Your instructions – Add 48 to each x and y coordinate in the rows starting with the line with "Find the glowing" and going on through the line with "Find the window". Write out every one of those lines, changed or not, and only those.

'''

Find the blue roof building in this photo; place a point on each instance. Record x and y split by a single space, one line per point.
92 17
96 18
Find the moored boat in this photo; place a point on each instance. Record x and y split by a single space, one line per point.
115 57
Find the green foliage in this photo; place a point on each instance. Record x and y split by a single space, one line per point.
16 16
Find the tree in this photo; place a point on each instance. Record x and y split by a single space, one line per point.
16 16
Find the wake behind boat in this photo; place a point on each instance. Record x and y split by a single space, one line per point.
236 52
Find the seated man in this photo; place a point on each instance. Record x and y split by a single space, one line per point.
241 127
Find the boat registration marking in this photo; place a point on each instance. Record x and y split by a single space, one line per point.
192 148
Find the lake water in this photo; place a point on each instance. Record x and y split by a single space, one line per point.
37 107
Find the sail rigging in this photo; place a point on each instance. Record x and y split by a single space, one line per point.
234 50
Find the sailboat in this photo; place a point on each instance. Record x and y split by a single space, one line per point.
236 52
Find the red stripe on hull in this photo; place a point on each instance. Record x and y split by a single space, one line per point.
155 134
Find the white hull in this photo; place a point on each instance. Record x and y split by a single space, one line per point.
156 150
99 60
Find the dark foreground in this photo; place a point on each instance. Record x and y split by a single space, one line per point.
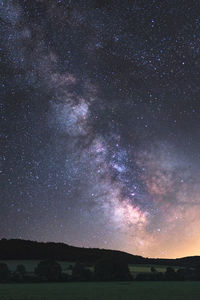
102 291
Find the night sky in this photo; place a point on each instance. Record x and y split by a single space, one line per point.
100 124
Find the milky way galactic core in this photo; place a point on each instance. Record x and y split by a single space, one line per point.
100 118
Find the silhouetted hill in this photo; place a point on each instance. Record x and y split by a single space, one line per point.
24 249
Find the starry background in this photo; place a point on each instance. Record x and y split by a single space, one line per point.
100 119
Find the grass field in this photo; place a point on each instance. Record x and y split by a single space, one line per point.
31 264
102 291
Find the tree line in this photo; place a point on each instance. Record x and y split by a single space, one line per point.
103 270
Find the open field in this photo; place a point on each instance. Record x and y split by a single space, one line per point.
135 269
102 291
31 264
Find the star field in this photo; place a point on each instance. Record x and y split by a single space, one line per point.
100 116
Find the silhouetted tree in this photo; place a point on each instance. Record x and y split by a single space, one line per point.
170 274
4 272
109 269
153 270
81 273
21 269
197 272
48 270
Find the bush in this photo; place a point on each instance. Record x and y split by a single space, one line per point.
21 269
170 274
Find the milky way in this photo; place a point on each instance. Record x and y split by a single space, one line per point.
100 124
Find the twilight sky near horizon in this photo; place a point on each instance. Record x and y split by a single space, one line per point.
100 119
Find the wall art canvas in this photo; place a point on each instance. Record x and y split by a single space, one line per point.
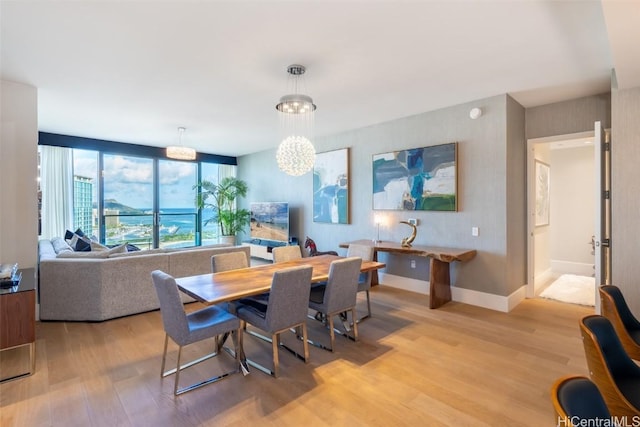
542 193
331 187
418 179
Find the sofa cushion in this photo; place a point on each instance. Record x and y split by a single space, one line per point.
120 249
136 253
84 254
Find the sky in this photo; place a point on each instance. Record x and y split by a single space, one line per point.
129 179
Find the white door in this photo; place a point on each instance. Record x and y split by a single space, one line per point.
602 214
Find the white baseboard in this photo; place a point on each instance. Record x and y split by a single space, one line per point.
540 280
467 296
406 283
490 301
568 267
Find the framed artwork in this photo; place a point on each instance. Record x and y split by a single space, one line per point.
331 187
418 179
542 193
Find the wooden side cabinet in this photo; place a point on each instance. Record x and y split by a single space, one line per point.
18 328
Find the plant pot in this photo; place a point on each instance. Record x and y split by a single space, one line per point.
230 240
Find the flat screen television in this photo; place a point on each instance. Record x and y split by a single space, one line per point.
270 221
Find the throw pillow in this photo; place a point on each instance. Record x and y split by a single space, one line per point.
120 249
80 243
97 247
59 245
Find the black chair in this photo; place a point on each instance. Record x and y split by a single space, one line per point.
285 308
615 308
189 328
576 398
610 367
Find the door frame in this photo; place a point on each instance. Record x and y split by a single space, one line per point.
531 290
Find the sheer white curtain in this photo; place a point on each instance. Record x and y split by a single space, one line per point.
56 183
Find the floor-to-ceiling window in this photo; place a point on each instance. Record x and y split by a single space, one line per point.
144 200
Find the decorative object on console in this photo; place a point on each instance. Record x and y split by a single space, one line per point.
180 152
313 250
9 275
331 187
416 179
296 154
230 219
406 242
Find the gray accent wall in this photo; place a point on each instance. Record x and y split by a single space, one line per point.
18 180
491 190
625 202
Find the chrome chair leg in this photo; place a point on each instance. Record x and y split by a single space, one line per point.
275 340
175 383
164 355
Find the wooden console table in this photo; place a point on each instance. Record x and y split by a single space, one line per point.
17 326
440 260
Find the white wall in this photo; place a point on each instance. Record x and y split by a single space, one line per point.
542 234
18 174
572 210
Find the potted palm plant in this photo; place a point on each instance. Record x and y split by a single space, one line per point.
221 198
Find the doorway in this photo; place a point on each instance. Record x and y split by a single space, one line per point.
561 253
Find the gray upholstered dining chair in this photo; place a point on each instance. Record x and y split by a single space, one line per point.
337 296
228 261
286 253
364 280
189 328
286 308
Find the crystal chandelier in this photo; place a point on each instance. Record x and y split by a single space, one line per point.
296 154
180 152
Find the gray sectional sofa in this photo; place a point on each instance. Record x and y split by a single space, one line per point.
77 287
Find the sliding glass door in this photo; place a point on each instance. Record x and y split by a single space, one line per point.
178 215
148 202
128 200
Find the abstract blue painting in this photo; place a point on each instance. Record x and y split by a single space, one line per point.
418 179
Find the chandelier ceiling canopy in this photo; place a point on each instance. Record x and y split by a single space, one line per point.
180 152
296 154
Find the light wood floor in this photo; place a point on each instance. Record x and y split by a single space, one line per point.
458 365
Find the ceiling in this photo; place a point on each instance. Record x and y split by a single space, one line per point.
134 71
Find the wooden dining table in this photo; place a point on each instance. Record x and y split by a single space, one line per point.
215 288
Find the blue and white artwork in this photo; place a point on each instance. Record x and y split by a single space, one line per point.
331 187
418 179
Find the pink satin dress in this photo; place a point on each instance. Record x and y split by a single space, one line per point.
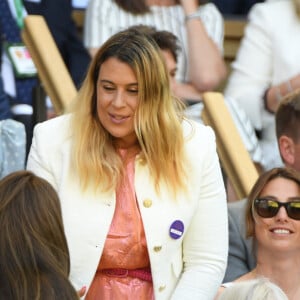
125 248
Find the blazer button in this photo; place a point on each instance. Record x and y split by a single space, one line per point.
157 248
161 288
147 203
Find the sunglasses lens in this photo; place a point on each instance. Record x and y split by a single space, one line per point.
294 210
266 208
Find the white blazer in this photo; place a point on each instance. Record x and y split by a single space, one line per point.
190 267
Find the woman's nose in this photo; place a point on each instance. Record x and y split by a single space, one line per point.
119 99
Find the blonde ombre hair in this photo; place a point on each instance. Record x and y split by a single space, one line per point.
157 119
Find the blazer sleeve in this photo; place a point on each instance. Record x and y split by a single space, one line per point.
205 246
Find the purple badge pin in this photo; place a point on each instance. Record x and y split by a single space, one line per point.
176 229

'''
'''

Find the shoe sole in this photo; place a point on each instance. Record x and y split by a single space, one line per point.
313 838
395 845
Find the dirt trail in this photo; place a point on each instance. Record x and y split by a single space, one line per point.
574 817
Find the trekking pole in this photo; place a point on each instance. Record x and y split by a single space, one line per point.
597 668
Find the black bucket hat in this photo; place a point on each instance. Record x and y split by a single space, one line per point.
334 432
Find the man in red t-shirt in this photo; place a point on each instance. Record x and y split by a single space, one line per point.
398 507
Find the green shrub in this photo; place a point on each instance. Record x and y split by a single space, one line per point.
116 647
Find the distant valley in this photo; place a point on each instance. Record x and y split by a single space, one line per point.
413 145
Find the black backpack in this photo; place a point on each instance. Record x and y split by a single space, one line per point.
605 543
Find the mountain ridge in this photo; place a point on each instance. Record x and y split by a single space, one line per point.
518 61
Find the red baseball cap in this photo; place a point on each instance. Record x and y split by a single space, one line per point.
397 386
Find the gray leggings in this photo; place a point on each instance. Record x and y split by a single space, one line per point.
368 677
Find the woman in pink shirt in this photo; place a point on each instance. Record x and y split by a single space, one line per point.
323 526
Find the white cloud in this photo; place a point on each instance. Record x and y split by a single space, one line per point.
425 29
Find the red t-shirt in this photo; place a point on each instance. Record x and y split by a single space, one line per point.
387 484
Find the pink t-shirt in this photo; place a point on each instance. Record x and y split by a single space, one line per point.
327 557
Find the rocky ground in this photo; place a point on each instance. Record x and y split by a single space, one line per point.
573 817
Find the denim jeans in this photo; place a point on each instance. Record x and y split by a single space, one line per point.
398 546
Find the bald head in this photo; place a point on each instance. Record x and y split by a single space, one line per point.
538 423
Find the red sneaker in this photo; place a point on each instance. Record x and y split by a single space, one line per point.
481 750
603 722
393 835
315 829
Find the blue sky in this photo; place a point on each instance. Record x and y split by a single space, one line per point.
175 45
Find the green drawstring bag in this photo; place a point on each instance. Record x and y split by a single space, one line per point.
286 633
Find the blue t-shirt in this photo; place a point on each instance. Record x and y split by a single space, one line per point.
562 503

'''
'''

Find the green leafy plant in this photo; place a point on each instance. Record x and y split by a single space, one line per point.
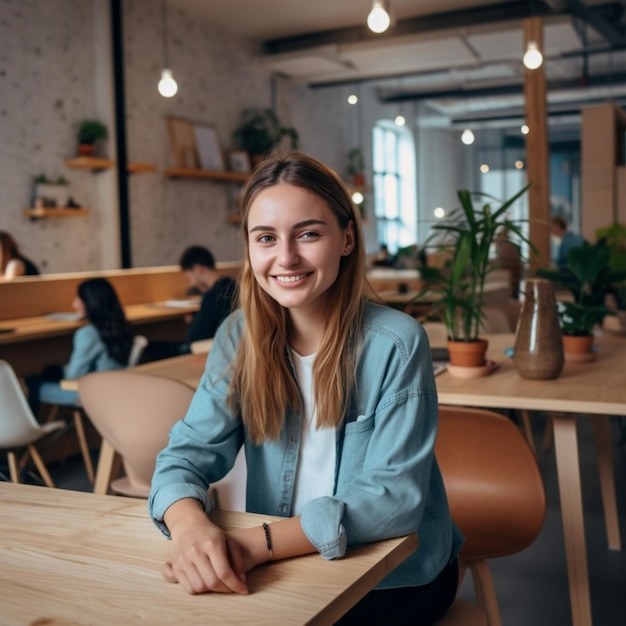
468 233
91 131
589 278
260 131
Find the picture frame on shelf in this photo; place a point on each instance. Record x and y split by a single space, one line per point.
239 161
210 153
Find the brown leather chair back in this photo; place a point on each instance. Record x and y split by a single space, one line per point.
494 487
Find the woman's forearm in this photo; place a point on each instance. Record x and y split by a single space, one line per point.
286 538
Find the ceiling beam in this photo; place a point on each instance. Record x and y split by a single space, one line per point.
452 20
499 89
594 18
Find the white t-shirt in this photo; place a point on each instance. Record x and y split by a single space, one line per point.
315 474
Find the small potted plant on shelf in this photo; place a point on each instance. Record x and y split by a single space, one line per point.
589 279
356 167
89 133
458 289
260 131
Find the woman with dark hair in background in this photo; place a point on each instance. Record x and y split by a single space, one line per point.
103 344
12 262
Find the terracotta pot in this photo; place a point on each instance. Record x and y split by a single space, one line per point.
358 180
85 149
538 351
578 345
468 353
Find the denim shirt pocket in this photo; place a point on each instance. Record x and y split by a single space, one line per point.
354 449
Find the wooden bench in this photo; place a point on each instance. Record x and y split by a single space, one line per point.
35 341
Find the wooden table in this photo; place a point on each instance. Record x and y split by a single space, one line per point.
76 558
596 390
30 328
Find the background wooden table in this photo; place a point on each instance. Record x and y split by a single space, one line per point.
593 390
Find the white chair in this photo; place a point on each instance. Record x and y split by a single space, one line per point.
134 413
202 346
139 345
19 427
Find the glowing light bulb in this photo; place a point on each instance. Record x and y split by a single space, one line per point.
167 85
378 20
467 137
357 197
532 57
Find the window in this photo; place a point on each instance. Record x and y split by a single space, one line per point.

'''

Correct result –
Find the glowing light bulb in this photo; place a point on each instance. Record x and y split by a single space, one line per point.
215 133
426 68
515 185
405 245
580 105
Find the window in this photo; place a point on each instance. Record x and y split by a single space, one line per point.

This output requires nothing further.